Nasional
KPK Didesak Buka-bukaan
BKN dan Kemenpan RB menegaskan nasib 75 pegawai tetap di internal KPK.
JAKARTA -- Tidak lolosnya 75 orang pegawai Komisi Pemberantasan Korupsi (KPK) dalam tes wawasan kebangsaan (TWK) terus dipertanyakan. KPK didesak transparan mengenai tes dalam peralihan pegawai menjadi aparatur sipil negara (ASN).
Banyak pihak menilai tes yang dilakukan KPK bersama Badan Kepegawaian Negara (BKN) itu untuk menjegal orang-orang berintegritas yang selama ini menolak pelemahan lemabaga antirasuah lewat meng-ASN-kan para pegawainya.
Anggota Komisi III DPR dari Fraksi PAN, Sarifuddin Sudding meminta KPK menjunjung tinggi transparansi. KPK harus mengklarifikasi asumsi negatif publik mengenai TWK. "Prosesnya harus dilakukan secara transparan sehingga masyarakat tidak berspekulasi atas adanya tes wawasan kebangsaan terhadap para pegawai KPK," kata Sudding, Kamis (6/5).
..............................
**Latihan 1:**
Tentukan apakah setiap pernyataan berikut sesuai dengan berita tentang TWK pegawai KPK. Jawab ya atau tidak, disertai kutipan persis dari berita yang menjadi penentunya.
(a) Sebanyak 75 pegawai KPK tidak lolos tes wawasan kebangsaan.
(b) Tes wawasan kebangsaan diselenggarakan KPK sendiri tanpa melibatkan lembaga lain.
(c) Sarifuddin Sudding adalah anggota Komisi III DPR dari Fraksi PAN.
**Latihan 2:**
Lanjutkan berita tentang TWK pegawai KPK mulai dari kalimat terakhirnya.

**Catatan Tersimpan:**
..............................
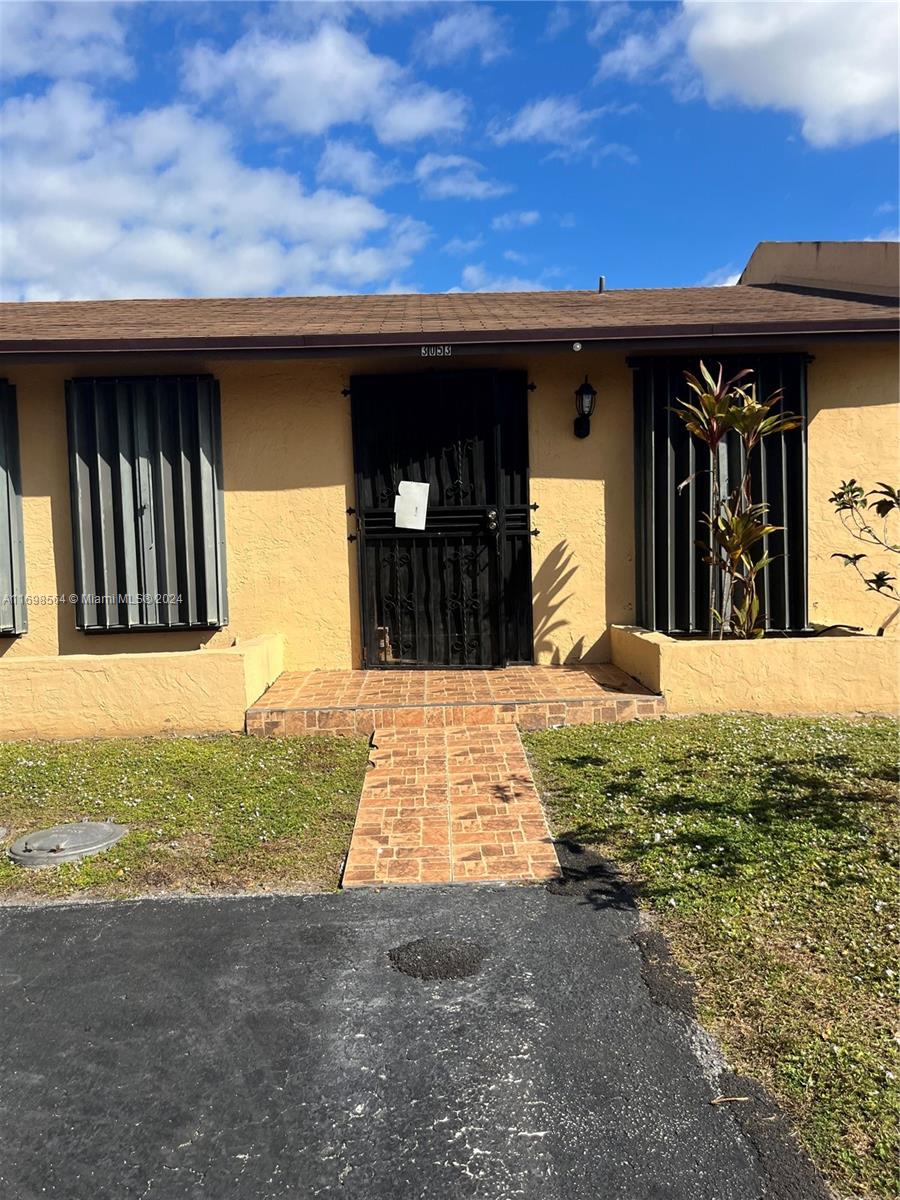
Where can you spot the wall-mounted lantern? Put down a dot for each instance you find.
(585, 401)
..............................
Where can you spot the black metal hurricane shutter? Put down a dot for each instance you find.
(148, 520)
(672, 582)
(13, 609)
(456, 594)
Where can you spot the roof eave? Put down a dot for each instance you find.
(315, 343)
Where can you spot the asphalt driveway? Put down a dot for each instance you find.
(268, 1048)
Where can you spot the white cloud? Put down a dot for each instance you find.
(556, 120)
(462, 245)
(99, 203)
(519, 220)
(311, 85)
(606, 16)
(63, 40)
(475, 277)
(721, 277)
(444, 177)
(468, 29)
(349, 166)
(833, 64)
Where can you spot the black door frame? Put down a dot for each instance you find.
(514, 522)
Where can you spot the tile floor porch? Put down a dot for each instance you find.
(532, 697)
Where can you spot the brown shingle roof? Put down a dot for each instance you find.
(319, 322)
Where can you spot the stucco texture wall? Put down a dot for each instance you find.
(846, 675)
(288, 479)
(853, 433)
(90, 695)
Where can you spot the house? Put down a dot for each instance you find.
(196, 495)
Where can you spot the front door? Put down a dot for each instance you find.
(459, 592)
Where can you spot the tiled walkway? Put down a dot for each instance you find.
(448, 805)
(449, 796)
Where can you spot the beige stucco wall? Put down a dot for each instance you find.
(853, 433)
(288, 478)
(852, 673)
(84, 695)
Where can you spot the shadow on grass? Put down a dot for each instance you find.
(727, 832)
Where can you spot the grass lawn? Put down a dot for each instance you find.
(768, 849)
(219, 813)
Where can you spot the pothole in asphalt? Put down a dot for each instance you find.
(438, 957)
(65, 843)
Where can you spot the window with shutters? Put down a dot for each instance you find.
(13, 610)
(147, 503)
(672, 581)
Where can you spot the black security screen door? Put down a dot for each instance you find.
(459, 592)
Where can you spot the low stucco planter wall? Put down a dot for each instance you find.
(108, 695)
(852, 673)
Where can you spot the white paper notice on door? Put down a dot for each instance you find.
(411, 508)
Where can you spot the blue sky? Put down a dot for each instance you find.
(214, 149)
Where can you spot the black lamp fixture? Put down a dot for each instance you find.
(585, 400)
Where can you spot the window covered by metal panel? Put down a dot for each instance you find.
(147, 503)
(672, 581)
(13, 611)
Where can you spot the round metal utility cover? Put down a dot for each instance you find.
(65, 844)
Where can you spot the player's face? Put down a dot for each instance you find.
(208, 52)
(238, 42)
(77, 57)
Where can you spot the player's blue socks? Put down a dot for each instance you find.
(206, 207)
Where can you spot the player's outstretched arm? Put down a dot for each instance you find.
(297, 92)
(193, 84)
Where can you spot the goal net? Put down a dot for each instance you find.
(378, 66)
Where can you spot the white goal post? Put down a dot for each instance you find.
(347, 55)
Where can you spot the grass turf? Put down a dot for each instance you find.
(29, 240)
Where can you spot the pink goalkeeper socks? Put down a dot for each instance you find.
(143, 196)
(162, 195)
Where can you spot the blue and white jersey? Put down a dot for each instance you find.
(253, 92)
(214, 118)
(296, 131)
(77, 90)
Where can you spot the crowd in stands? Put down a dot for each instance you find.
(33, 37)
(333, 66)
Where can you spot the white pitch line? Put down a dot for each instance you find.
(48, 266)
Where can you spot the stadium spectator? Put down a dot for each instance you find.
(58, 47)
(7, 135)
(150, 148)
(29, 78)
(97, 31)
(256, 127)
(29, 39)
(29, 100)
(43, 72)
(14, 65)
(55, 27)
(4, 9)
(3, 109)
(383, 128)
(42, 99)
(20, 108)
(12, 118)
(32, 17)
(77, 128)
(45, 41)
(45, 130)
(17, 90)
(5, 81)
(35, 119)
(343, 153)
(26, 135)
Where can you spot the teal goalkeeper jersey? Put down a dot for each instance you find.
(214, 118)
..............................
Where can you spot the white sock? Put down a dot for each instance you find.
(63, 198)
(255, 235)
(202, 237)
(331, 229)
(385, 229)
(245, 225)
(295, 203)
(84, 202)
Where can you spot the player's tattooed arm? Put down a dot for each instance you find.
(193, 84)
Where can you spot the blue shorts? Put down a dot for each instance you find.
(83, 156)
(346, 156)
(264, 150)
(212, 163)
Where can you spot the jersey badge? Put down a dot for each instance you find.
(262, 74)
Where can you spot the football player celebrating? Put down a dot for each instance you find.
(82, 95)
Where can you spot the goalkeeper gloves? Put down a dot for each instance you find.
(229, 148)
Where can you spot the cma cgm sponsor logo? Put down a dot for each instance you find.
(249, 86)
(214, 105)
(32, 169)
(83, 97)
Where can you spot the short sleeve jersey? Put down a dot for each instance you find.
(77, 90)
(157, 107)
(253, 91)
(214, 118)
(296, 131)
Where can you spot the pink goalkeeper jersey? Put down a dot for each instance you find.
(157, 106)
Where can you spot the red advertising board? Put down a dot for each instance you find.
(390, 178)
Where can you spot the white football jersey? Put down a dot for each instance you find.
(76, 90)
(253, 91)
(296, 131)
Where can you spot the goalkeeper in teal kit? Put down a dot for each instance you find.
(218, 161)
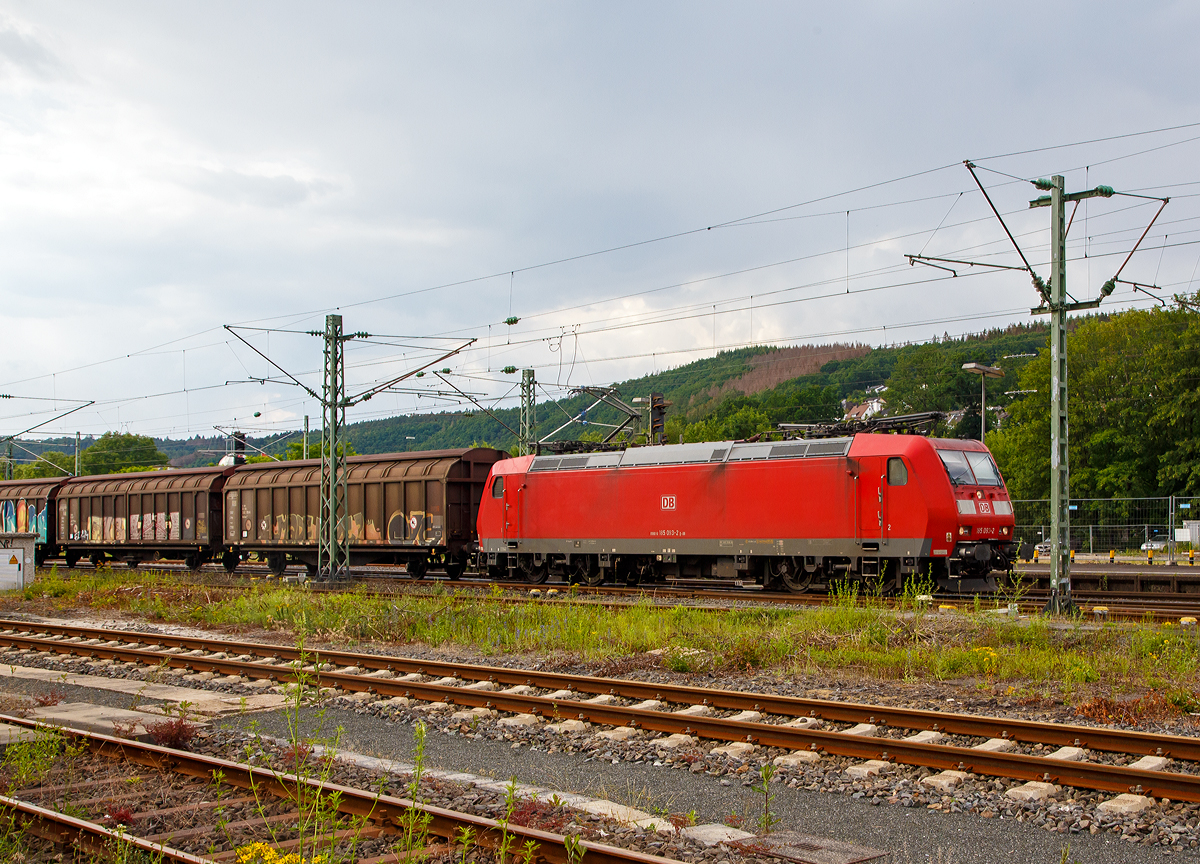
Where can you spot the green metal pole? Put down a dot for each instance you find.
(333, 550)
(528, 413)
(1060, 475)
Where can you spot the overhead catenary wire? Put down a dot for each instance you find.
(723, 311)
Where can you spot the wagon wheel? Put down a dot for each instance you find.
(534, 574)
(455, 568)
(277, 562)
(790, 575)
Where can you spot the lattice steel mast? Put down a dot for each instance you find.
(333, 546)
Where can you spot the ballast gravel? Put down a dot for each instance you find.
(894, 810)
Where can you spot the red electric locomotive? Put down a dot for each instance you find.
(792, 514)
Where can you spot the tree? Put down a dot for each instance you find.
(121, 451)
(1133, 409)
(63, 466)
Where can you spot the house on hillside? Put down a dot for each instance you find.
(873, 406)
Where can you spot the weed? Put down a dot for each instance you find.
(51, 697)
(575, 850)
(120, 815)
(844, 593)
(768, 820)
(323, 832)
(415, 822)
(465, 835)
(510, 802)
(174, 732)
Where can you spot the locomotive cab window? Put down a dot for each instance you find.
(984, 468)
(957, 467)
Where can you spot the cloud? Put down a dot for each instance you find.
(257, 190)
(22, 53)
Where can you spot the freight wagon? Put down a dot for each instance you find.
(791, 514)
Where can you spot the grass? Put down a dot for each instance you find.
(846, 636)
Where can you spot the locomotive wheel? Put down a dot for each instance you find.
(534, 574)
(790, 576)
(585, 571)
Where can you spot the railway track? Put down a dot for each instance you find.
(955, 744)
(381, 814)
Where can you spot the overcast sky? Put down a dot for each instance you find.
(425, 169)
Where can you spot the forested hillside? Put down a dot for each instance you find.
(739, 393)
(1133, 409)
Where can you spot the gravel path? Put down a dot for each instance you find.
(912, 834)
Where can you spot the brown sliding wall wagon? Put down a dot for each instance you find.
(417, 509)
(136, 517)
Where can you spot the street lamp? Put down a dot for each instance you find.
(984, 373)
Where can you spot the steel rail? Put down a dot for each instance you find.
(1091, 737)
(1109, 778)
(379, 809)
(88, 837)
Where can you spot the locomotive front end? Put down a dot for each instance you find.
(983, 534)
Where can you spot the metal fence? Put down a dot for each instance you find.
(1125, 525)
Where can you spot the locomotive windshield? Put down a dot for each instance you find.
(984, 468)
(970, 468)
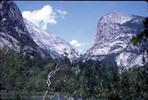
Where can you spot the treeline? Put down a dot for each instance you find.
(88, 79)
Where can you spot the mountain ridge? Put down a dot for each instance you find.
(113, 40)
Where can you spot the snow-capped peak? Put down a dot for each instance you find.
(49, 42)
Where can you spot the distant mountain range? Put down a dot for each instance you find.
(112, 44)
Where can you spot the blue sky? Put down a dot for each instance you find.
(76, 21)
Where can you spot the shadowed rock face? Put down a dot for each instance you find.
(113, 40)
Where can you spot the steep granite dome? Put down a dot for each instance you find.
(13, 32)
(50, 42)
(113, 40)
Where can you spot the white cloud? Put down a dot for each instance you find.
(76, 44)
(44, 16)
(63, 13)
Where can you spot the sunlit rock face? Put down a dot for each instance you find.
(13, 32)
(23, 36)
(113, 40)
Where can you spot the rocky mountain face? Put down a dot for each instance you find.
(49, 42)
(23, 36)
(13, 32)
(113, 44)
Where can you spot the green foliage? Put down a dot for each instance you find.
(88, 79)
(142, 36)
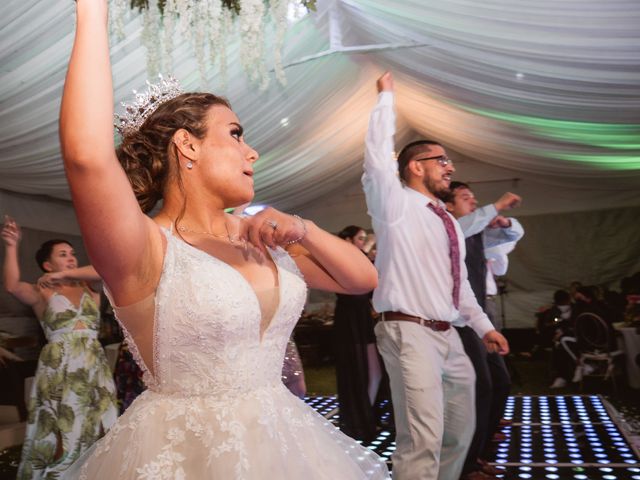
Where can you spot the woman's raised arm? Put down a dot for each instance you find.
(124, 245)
..............................
**Jawaban 1:**
(a) Ya: "Tidak lolosnya 75 orang pegawai Komisi Pemberantasan Korupsi (KPK) dalam tes wawasan kebangsaan (TWK) terus dipertanyakan."
(b) Tidak: "tes yang dilakukan KPK bersama Badan Kepegawaian Negara (BKN)"
(c) Ya: "Anggota Komisi III DPR dari Fraksi PAN, Sarifuddin Sudding"

**Jawaban 2:**
Sudding mendukung agar KPK memiliki pegawai terbaik demi menyelamatkan Indonesia dari masalah korupsi. Tes bisa saja dilakukan asalkan transparan dengan menjelaskan alasan tidak meluluskan sebagian pegawainya. "Karenanya proses dan tahapan dari tes itu harus disampaikan ke publik agar tidak ada kesan ada upaya untuk menjegal orang-orang tertentu di KPK," kata dia.
KPK pada Rabu (5/5) mengumumkan sebanyak 1.274 orang pegawai lolos TWK. Sedangkan 75 orang tidak lolos dan dua orang tidak hadir wawancara. Meski Ketua KPK Firli Bahuri menolak mengungkap, nama-nama yang tidak lolos telah lebih dulu tersebar di publik.
Di antaranya, penyidik senior KPK Novel Baswedan, sejumlah kepala satuan tugas, pengurus inti wadah pegawai KPK, serta pegawai KPK yang berintegritas dan berprestasi lainnya.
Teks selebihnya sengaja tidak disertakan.